Lines naming objects to point at
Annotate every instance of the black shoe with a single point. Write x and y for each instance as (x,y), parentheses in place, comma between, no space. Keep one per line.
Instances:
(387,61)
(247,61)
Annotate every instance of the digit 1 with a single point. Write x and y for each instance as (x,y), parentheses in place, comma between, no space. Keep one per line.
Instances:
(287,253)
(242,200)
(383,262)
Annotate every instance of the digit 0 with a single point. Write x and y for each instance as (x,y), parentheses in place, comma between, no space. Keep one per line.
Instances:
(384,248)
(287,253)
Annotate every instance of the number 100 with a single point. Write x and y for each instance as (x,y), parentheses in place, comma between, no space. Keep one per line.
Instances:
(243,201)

What is required
Reproduce each of the lines above without changing a single character.

Solved exercise
Annotate every instance of the black shoe with a single point. Write x and y for each instance as (x,y), parentheses in place, comma between, no space. Keep one per line.
Instances:
(387,61)
(247,61)
Annotate every instance of the digit 1 with a single point. Write x and y for each instance as (x,y), parentheses in place, comma between, no space. Keep one per line.
Instances:
(287,253)
(242,200)
(383,262)
Annotate every instance of the digit 0 with a single point. Write x and y for each instance as (x,y), parentheses in place, comma between, no space. Keep one per line.
Instances:
(384,248)
(287,253)
Annotate every instance of the number 100 with a single point. Write x and y for each instance as (x,y), parentheses in place, comma between, no space. Keep one per line.
Instances:
(243,201)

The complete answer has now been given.